* _EXERCISE DESCRIPTION_
Go through the entries below and collect each line with the string "window" in it.

[Stored data entries]
-*-

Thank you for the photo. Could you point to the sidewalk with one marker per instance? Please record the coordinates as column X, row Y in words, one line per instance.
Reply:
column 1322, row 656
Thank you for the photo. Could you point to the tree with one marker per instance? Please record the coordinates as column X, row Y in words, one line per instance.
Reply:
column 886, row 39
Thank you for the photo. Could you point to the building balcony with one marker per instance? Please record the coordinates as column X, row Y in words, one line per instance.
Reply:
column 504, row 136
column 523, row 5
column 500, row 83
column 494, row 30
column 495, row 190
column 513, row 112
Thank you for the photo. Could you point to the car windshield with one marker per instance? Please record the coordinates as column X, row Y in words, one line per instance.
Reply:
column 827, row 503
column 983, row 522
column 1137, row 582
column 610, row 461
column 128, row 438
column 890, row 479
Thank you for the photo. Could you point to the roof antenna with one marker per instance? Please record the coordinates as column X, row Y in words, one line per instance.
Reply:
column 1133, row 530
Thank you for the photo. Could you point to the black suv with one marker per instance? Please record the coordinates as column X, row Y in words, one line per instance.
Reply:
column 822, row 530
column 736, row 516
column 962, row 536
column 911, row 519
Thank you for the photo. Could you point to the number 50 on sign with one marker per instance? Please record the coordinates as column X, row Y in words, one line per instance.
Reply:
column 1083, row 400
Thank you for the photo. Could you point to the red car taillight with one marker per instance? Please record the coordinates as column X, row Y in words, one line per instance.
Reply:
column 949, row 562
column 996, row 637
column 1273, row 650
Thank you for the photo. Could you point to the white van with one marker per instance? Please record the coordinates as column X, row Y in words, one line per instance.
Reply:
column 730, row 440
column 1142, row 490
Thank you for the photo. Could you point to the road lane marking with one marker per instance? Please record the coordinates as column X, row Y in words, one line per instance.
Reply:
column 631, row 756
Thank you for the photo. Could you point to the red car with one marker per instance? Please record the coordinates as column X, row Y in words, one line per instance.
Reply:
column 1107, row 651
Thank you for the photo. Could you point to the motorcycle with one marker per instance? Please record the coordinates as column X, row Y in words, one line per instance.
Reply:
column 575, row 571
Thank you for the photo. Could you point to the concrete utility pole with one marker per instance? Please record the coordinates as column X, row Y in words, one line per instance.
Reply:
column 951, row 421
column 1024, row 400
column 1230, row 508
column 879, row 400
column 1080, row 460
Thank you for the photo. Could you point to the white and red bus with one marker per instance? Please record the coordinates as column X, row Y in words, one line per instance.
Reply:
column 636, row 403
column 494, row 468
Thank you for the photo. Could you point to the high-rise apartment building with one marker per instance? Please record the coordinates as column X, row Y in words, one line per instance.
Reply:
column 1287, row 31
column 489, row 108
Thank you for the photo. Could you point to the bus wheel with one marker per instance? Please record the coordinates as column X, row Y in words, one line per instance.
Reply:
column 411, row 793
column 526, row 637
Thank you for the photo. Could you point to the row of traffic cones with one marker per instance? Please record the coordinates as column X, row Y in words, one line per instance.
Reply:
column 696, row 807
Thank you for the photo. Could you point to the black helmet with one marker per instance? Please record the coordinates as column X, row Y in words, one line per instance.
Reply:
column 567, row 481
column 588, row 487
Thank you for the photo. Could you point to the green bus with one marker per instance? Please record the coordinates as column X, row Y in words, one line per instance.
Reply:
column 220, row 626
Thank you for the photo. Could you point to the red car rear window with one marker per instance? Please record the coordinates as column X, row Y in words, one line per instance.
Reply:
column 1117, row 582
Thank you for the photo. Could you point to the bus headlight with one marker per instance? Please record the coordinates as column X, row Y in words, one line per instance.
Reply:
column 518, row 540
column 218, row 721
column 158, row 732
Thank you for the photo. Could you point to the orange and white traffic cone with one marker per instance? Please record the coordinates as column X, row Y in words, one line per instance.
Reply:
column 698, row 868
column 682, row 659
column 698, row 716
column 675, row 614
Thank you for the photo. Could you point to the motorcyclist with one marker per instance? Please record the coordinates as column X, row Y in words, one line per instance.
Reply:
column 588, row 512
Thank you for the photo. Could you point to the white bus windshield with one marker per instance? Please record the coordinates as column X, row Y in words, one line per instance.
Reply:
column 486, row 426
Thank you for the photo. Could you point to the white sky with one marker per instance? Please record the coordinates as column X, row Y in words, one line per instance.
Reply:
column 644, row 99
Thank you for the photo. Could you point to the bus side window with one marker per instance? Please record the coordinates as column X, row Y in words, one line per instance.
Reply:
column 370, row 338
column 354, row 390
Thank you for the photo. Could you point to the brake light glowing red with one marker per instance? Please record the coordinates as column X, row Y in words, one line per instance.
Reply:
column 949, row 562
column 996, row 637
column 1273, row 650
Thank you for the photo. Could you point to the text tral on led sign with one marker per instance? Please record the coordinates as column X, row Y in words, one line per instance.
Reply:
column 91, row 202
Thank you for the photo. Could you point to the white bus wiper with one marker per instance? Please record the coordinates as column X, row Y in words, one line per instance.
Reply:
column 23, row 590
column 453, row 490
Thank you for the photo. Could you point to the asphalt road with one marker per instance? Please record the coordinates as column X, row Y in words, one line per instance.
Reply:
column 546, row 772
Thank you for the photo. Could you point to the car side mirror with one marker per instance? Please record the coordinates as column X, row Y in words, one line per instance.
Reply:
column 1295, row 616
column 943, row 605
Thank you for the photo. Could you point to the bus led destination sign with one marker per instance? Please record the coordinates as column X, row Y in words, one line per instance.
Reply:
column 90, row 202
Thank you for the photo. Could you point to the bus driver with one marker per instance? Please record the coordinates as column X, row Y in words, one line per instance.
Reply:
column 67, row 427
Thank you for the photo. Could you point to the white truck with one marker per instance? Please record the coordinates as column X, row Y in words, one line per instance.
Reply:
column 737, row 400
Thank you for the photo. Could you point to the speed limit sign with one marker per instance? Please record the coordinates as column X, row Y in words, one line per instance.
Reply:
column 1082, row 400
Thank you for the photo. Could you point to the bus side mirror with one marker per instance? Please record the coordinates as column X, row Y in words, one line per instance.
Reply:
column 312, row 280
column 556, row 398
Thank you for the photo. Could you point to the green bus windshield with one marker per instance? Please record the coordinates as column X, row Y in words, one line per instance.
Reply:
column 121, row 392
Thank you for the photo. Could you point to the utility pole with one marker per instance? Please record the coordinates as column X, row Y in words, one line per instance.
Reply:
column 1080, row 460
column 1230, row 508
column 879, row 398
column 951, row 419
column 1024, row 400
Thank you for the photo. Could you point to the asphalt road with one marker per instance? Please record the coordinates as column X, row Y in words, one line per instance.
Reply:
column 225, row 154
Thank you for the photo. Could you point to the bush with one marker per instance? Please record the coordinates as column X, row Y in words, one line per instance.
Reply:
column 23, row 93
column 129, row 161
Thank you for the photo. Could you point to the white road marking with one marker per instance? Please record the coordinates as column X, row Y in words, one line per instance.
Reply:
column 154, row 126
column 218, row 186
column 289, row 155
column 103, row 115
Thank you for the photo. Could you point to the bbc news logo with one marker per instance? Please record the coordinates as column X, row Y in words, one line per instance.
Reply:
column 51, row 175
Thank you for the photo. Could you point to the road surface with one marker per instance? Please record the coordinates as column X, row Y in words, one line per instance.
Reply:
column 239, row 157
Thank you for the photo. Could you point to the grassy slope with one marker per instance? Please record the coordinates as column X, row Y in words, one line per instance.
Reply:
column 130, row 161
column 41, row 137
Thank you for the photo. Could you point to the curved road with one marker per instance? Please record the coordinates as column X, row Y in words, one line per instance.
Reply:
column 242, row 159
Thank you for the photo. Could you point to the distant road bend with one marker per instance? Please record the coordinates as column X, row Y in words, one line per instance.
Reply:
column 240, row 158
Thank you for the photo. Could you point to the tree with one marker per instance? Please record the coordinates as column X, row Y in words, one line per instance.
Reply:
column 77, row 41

-*-

* _RESPONSE TO THE TASK_
Thank you for the photo. Could you point to the red car rear window with one marker per instance? Please record the coordinates as column X, row Y in words, one line per instance.
Thank you for the photo. Could you point to the bus side window with one marker per instance? Please record the coordinates as column X, row Y in words, one line per instance.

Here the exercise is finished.